* Data records:
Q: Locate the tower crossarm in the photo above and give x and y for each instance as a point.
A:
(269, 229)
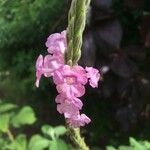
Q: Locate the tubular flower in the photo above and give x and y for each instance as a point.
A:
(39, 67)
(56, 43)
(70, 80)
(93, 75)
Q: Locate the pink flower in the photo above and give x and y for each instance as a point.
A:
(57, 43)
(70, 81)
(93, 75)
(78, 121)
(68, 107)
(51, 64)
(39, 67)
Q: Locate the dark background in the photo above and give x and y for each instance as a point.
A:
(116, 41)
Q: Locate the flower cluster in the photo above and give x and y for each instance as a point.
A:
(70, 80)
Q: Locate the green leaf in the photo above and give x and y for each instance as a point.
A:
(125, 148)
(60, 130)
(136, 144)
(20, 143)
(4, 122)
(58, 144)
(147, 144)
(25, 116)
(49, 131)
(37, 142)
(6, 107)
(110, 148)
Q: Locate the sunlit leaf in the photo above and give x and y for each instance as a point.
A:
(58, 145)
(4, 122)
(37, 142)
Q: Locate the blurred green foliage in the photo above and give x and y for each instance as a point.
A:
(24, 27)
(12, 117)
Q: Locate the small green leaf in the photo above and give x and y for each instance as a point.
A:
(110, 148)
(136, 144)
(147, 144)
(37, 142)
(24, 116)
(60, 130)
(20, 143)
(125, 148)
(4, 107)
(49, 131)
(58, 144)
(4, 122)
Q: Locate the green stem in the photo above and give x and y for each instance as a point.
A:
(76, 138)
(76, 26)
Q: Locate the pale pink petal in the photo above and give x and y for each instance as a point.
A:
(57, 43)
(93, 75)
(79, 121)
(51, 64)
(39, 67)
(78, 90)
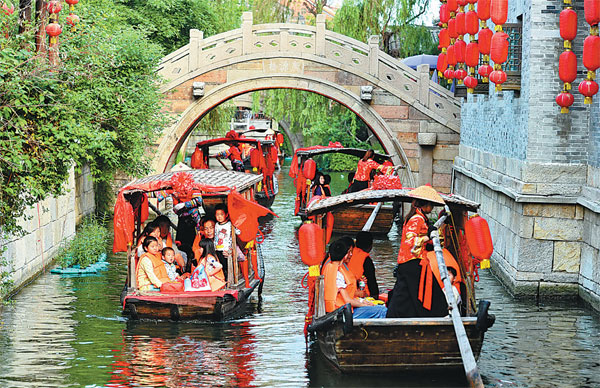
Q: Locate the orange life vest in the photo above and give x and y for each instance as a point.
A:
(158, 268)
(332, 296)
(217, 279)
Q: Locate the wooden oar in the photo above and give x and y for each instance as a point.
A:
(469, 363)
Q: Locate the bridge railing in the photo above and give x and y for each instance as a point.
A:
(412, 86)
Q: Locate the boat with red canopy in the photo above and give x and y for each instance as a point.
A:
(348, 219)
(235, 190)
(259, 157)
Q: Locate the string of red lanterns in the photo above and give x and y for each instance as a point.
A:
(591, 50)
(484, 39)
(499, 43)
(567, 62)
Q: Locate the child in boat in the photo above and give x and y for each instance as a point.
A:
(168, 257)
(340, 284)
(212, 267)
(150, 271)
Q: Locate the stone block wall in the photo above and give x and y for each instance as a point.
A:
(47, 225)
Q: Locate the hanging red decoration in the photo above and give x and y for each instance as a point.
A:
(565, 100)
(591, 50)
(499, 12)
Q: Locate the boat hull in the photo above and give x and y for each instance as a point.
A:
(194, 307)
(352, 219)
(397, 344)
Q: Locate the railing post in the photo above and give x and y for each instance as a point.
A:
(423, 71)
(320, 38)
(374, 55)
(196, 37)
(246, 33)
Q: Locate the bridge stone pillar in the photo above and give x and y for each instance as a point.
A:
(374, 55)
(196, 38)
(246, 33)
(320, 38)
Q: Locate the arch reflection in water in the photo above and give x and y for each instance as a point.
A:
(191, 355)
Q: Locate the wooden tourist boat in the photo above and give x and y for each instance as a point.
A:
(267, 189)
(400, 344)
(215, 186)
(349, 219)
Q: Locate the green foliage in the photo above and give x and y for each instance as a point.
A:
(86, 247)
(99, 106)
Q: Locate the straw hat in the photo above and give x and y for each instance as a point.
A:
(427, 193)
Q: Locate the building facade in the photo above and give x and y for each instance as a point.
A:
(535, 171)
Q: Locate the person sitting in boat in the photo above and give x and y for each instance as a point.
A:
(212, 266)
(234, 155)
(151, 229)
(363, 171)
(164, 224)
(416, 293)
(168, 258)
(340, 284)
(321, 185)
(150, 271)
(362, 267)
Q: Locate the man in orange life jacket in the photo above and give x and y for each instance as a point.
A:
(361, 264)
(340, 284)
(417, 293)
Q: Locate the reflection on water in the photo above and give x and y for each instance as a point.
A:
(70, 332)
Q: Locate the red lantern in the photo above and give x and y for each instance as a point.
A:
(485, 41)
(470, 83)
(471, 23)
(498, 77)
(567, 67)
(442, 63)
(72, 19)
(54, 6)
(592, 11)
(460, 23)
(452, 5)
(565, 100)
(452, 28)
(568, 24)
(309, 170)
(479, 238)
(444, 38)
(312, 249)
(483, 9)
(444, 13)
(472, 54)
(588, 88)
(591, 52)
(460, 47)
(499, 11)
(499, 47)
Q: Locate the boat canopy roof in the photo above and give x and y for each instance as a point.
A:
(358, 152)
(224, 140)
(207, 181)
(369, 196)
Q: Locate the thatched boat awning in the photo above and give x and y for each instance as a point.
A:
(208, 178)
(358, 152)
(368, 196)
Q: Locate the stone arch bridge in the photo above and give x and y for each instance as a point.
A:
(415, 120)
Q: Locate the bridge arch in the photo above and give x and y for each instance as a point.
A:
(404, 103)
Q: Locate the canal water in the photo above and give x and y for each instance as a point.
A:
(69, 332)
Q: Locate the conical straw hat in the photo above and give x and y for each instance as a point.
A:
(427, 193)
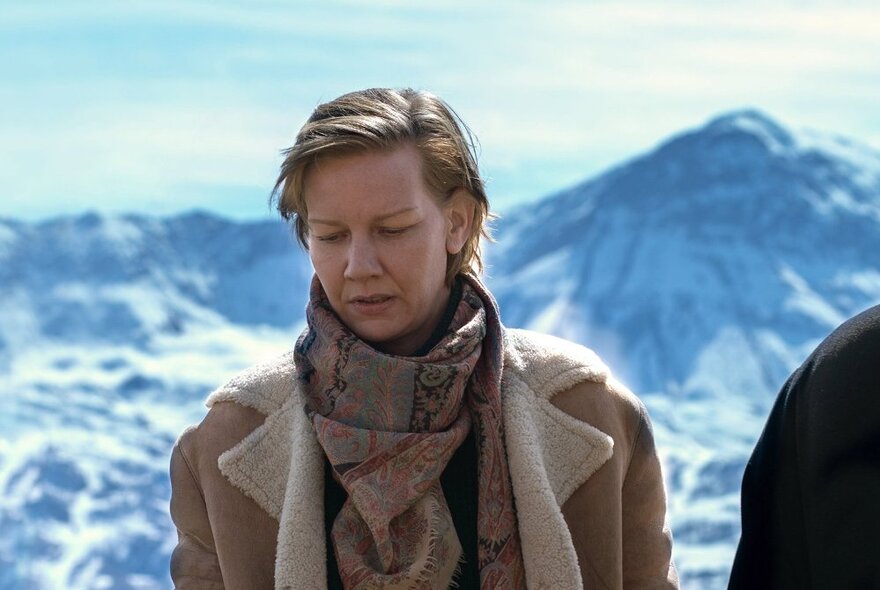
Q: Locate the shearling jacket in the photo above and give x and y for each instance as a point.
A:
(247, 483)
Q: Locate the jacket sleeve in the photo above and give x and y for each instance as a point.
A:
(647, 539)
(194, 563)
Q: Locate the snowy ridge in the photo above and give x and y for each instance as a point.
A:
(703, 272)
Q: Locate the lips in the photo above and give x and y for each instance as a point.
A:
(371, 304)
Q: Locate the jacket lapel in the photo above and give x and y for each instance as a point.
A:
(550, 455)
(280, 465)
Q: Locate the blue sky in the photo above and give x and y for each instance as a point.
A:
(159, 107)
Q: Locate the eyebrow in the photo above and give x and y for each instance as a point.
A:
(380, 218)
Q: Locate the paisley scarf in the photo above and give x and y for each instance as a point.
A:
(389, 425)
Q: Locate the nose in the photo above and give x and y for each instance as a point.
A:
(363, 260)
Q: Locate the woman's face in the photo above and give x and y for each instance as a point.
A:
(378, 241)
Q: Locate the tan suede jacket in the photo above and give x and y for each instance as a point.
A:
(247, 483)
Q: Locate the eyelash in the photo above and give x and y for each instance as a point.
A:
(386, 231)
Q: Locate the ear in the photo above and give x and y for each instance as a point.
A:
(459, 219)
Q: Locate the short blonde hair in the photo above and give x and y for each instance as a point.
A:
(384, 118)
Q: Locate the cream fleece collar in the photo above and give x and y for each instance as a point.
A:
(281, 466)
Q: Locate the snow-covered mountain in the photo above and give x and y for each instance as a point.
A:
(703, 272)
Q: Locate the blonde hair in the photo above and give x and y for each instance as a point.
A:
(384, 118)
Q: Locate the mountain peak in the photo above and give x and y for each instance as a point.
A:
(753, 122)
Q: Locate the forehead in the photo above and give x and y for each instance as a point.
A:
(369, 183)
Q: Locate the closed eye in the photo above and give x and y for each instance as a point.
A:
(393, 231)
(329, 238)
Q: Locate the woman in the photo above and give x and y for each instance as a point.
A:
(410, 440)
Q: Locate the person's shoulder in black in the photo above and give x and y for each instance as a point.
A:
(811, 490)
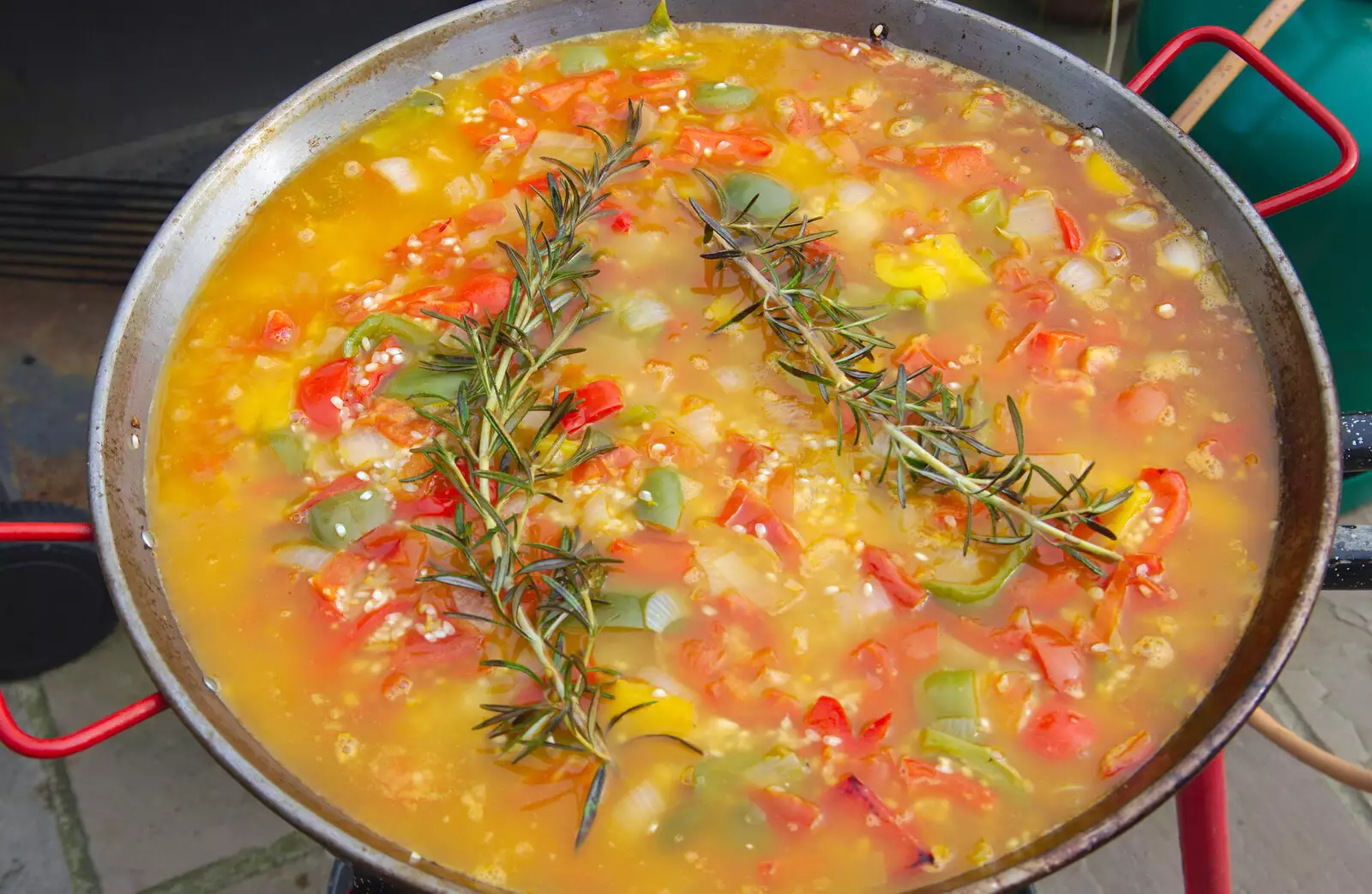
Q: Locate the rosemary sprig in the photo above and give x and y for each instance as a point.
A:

---

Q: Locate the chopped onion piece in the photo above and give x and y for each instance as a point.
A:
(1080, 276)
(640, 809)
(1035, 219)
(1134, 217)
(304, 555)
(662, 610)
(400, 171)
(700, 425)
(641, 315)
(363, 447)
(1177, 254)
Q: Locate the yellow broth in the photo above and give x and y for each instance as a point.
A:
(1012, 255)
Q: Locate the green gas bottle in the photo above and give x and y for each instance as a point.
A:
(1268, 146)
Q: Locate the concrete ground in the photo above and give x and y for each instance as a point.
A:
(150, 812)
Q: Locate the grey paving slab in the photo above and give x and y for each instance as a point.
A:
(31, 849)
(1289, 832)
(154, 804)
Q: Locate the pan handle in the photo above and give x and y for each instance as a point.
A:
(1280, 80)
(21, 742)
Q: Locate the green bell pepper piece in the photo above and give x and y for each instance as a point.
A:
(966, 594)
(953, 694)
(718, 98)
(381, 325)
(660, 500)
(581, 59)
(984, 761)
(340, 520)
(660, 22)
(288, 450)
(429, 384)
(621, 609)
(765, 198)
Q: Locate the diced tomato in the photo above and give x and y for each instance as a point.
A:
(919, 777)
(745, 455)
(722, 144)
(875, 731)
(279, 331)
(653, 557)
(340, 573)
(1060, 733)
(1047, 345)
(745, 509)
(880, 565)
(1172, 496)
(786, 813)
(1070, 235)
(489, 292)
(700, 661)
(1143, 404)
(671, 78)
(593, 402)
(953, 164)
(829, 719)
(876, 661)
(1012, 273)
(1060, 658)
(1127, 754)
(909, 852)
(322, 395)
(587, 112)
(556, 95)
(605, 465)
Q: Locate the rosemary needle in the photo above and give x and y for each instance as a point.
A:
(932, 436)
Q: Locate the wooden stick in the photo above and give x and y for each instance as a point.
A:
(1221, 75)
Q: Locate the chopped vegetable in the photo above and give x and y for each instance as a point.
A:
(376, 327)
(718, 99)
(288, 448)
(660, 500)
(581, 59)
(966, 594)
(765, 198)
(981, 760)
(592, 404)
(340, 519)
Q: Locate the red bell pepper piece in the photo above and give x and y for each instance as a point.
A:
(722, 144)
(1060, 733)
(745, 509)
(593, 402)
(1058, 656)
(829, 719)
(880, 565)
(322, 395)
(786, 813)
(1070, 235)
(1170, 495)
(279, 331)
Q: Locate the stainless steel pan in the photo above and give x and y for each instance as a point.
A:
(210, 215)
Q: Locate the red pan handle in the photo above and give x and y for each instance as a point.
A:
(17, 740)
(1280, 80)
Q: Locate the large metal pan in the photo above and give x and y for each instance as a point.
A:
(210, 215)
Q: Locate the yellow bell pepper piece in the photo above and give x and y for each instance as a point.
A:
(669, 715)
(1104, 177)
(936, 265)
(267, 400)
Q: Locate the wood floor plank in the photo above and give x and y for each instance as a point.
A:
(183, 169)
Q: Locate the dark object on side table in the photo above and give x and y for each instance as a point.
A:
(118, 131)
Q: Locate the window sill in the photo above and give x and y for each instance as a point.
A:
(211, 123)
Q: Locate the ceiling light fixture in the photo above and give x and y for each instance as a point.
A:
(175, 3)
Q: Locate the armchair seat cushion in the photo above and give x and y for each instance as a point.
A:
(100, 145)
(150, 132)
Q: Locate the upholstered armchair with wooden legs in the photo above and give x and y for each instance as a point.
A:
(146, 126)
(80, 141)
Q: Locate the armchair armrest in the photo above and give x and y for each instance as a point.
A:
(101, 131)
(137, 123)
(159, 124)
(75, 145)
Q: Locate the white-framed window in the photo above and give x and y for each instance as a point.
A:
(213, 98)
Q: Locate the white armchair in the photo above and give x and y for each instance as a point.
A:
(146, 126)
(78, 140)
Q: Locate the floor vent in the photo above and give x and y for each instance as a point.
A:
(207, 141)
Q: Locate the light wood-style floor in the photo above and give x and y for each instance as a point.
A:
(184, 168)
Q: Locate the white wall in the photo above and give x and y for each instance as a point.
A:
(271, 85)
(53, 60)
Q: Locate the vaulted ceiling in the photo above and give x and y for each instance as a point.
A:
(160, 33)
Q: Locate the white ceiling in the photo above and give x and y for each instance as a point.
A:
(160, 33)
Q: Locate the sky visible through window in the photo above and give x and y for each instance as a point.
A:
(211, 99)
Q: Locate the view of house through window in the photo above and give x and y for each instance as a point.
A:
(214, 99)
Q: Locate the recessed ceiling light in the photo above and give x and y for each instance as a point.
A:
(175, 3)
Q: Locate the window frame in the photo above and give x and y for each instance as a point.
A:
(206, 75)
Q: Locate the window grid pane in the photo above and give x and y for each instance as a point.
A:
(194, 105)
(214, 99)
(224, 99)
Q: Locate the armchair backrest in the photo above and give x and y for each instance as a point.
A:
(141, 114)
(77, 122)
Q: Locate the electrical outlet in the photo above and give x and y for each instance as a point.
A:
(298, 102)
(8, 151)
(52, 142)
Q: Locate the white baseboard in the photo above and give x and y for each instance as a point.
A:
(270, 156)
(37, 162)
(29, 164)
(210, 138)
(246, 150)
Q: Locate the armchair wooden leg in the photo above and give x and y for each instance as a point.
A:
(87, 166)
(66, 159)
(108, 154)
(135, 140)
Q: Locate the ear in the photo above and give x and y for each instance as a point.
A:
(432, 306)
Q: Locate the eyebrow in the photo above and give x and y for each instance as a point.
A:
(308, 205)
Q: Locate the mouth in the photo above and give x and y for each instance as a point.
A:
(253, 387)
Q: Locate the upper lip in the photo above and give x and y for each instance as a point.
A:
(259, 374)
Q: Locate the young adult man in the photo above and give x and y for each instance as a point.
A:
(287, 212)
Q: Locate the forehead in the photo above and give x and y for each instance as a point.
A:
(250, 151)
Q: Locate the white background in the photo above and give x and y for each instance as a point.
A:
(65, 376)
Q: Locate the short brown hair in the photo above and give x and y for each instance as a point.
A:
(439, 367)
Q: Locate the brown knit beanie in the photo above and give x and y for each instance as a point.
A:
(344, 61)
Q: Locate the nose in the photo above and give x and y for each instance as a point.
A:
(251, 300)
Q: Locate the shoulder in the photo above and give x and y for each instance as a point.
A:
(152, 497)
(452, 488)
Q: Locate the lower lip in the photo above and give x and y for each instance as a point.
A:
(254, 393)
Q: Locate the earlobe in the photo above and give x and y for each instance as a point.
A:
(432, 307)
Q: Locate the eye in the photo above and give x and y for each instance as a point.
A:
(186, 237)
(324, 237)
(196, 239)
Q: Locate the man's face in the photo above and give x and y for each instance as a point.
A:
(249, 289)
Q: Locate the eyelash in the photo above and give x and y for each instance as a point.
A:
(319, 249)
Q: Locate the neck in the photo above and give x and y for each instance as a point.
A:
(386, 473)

--

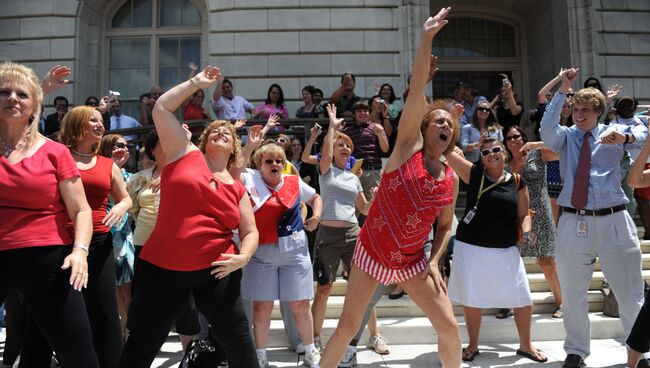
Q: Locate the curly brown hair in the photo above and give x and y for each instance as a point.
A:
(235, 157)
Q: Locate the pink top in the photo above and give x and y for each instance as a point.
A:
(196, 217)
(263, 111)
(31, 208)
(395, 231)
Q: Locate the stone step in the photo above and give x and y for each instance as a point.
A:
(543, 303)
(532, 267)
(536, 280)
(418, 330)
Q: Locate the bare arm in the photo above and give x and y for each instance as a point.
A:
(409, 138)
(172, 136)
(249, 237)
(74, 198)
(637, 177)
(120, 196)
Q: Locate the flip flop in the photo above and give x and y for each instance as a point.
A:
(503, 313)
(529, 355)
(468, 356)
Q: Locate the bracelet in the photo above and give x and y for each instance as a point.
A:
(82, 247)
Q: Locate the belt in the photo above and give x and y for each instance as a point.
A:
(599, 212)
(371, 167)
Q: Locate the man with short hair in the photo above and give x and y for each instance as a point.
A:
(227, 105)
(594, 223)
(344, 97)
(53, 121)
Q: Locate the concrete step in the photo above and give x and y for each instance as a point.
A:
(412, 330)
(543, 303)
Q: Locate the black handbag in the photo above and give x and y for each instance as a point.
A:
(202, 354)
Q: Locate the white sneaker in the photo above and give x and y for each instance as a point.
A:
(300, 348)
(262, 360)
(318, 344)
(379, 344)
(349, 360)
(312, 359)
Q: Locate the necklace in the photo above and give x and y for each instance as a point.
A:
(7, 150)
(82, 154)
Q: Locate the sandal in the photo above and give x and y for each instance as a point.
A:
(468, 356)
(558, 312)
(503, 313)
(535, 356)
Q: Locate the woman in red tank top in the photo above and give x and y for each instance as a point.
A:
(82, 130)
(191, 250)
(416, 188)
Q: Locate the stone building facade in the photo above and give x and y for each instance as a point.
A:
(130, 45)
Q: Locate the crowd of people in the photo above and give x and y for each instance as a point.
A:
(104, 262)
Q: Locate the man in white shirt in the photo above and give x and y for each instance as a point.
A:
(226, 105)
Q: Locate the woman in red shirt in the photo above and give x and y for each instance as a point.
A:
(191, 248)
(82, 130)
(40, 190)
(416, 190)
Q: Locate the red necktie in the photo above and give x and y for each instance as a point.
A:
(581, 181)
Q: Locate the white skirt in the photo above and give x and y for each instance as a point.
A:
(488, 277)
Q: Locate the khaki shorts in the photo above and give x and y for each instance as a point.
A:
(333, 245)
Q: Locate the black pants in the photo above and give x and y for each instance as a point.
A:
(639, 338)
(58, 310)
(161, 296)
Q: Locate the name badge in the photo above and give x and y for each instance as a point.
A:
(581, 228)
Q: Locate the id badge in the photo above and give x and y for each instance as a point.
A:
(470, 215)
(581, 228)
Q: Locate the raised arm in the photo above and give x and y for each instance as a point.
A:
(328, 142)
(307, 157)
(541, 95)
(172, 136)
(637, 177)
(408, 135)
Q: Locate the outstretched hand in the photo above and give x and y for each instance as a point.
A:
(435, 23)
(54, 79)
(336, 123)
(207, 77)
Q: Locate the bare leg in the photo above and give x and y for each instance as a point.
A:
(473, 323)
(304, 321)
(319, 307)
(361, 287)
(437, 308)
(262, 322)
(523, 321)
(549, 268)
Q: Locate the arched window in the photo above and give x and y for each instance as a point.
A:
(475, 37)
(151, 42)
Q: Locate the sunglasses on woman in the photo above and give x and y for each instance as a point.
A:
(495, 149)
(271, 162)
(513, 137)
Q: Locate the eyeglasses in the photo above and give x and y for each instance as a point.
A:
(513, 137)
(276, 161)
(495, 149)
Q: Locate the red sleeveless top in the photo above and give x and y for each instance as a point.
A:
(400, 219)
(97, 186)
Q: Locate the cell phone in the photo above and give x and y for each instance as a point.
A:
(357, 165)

* Required action:
What lines above contain the word "handle"? Please copy each one.

* Task solution:
Q: Locate the pan handle in the photo above and give x and y for each instance as a point.
Q: Locate the red pan handle in the photo above and give x and y for each instance as a point.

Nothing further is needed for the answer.